** Requirement **
Below are records; count the lines that contain "open" and state only that count.

======== Data shown ========

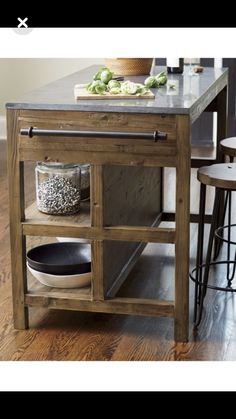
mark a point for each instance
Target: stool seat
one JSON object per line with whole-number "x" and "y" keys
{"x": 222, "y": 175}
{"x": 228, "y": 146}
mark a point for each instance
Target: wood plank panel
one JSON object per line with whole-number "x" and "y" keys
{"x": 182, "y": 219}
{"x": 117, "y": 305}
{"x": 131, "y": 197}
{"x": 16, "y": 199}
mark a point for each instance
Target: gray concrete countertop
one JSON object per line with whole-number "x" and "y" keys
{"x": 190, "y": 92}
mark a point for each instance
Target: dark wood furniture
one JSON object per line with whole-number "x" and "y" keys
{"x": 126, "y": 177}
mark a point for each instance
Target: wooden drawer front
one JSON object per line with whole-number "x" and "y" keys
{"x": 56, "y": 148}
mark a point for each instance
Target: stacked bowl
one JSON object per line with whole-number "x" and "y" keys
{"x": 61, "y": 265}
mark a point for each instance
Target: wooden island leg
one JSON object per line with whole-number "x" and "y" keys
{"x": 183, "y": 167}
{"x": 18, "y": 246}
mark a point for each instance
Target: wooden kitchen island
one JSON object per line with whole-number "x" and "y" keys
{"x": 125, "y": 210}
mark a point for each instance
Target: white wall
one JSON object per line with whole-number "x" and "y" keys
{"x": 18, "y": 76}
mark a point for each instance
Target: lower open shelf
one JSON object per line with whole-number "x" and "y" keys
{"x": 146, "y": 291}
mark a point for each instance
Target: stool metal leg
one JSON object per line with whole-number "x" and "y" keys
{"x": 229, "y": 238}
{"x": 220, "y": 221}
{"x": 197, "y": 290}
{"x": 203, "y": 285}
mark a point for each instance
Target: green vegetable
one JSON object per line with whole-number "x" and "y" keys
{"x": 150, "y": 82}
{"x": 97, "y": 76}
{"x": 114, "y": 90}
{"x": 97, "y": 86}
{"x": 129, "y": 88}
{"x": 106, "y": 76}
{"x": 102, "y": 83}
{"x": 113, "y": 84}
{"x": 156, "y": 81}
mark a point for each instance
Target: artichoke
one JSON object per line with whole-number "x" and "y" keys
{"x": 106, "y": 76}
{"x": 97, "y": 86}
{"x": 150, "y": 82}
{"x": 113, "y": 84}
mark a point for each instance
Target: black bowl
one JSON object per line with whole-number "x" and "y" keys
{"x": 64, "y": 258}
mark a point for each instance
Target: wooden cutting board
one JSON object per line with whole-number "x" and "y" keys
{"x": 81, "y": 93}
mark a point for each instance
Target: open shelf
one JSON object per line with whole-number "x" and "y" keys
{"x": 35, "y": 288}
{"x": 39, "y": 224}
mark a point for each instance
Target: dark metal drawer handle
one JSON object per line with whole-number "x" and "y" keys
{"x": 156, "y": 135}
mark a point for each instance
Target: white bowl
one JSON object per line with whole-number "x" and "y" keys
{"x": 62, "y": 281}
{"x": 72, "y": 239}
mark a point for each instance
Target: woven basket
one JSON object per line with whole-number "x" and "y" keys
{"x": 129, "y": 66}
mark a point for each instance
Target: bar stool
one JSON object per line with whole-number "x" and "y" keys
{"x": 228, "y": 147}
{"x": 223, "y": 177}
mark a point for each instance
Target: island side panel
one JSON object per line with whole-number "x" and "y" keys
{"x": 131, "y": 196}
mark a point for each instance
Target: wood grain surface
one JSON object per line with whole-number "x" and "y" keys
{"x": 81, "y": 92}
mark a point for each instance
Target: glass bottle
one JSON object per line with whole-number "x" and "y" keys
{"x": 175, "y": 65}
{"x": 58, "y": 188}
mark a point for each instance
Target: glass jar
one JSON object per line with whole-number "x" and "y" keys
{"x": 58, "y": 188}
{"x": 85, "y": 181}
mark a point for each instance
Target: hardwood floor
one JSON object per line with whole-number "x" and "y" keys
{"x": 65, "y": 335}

========
======== Data shown ========

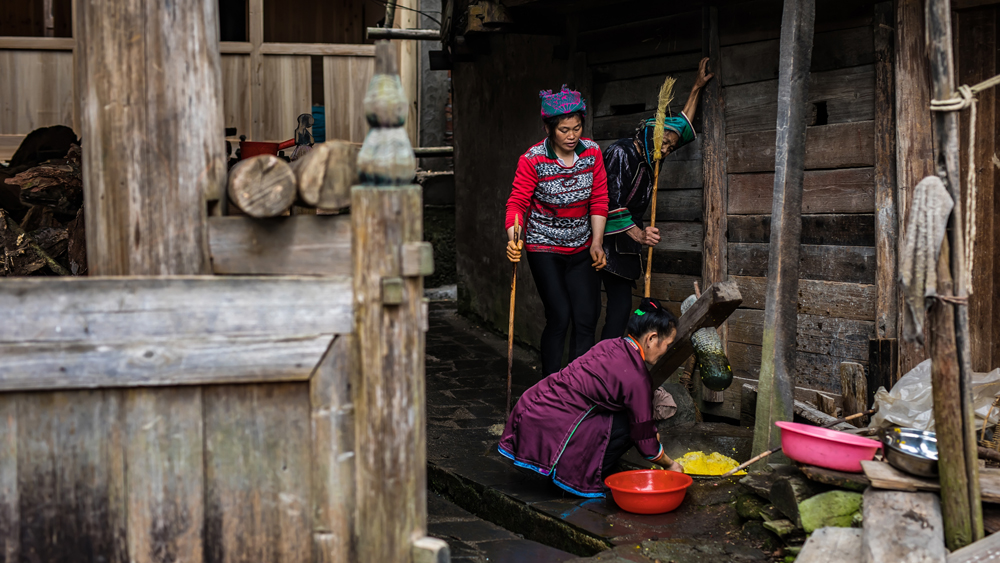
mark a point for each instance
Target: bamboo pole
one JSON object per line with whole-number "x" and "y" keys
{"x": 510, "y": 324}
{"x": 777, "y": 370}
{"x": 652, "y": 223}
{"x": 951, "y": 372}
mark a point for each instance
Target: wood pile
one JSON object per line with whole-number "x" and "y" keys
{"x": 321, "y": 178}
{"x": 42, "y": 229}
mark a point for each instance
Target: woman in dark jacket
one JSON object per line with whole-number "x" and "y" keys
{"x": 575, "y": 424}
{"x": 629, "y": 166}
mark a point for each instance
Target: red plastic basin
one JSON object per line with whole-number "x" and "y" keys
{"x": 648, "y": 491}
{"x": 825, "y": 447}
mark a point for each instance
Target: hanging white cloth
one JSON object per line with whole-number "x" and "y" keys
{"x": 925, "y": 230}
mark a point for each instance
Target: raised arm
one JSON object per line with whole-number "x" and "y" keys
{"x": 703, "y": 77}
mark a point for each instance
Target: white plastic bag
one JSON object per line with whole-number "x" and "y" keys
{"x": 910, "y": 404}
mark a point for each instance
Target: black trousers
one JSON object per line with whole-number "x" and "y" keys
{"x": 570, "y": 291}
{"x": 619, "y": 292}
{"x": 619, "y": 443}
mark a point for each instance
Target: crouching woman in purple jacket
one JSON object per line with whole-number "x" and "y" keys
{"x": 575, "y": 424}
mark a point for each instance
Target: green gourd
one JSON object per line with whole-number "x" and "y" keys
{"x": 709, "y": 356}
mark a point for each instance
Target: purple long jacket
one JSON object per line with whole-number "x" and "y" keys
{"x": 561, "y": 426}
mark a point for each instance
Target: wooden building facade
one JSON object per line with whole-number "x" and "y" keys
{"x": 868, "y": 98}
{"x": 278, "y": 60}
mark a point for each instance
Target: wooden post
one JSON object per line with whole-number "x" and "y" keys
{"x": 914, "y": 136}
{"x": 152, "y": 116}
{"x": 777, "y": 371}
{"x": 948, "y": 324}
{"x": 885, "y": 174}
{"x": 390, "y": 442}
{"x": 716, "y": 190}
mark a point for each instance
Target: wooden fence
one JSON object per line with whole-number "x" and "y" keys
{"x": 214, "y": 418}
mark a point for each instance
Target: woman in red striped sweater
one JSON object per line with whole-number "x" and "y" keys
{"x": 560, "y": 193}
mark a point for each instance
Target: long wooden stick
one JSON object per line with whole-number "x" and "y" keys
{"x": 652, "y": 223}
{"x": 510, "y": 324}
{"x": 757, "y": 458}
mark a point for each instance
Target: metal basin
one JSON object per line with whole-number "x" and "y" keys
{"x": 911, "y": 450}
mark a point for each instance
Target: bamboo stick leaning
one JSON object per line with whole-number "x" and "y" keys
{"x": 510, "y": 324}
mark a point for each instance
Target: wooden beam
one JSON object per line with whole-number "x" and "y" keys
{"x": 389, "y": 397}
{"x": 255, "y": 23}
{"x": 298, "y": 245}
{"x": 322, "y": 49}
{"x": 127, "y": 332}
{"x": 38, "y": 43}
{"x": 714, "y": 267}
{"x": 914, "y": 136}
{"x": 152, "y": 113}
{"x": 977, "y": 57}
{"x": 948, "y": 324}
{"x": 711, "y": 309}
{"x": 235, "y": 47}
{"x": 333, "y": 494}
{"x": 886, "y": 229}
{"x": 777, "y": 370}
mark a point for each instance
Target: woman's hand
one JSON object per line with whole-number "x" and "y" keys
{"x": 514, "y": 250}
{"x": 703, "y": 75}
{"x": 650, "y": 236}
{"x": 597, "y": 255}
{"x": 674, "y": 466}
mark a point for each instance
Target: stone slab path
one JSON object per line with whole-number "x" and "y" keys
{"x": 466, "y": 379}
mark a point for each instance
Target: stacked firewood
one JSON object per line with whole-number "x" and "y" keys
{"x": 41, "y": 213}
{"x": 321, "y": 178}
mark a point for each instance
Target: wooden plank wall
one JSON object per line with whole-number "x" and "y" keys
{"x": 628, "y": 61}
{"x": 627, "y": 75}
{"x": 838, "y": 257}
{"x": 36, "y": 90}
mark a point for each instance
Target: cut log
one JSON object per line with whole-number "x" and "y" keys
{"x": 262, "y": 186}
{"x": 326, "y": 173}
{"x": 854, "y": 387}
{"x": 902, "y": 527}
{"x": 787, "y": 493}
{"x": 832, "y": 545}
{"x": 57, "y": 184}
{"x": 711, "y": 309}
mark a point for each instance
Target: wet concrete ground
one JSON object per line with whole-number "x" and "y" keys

========

** Solution for this exercise **
2